[Start of SOURCE DATA]

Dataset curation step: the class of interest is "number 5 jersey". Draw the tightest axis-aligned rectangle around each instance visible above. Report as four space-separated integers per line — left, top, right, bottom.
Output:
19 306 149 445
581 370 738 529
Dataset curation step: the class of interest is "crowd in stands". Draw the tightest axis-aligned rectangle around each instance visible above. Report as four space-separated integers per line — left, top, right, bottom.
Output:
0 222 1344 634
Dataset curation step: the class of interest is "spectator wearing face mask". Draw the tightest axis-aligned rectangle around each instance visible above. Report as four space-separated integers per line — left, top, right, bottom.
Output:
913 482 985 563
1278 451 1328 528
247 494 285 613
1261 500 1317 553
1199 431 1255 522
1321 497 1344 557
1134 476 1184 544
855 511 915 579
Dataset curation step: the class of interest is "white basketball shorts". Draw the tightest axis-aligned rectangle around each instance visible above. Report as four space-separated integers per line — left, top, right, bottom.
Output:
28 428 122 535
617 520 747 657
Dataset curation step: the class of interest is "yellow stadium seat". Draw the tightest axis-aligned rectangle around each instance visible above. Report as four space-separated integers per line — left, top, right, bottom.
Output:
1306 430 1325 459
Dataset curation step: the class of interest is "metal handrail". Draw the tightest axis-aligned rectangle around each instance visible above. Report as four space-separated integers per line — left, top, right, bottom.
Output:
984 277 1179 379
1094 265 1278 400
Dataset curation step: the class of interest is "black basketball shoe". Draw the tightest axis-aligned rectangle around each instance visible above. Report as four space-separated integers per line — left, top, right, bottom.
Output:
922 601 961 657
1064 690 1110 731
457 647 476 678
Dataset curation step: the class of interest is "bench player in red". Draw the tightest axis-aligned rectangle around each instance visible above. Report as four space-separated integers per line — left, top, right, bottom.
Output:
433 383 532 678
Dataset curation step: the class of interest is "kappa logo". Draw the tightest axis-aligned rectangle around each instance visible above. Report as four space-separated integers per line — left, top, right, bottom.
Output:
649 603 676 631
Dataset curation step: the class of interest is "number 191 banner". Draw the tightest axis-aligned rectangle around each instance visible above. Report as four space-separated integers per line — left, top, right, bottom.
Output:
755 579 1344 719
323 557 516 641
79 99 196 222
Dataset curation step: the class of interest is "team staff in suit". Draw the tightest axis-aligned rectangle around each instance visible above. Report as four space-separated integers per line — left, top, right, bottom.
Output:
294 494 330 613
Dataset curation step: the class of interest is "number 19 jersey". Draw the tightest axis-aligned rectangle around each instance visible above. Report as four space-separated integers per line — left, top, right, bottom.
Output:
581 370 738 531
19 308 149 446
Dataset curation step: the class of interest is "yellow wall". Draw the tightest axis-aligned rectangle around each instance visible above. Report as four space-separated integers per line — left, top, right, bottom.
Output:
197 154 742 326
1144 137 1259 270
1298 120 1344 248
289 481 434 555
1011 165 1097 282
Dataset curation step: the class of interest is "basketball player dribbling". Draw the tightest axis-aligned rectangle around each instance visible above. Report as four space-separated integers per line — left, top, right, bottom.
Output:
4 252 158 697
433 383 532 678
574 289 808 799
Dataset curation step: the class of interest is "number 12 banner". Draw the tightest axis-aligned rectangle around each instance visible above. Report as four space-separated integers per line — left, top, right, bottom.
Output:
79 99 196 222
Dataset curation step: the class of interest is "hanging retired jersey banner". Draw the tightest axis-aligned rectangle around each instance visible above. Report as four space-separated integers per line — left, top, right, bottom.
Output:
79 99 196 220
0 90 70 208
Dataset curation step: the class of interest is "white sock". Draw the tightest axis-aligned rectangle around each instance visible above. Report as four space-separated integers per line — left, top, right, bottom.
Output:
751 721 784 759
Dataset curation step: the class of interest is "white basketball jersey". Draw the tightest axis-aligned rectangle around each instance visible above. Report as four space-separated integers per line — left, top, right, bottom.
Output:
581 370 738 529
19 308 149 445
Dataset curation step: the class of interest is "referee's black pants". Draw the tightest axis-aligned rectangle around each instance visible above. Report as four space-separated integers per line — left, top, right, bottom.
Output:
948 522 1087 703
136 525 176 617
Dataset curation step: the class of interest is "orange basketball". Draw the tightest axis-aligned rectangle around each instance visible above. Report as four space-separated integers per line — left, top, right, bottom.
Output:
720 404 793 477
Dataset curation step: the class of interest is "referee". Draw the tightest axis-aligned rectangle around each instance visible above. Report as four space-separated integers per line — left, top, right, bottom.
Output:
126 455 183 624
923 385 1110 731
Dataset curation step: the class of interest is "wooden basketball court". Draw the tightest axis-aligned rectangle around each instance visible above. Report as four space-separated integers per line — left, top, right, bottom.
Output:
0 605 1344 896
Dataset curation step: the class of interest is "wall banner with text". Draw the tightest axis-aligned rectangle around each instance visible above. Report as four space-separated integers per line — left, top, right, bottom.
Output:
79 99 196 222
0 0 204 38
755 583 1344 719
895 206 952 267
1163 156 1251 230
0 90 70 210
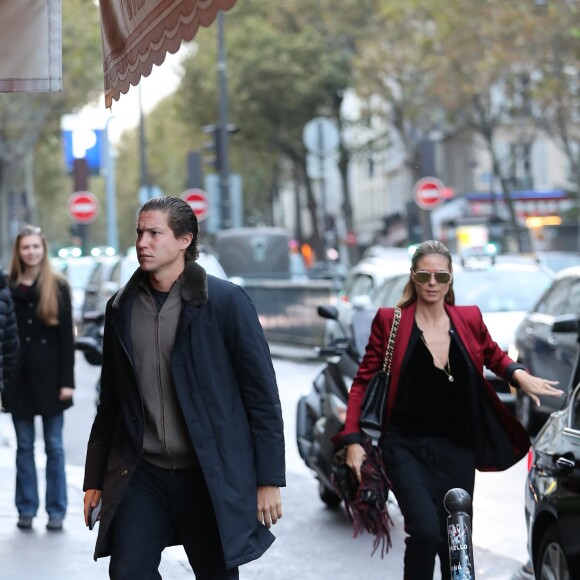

[End of SOURCE DATA]

YOUR TASK
Identify every line of the records above that contains the word "wall" and copy each of those lines in full.

SOLVED EXERCISE
Dataset curation step: the class of interest is "yellow wall". Draw the tightest axis-aligned rectangle around each instance visible above. Report as four space-separated integers per line — left, top, right, bottom.
Dataset curation step: the class of interest is "wall banner with text". Draw the tightest axis-aligned rectangle around each instance visible above. Report as four space-separated integers per line — left, top, right, bottom.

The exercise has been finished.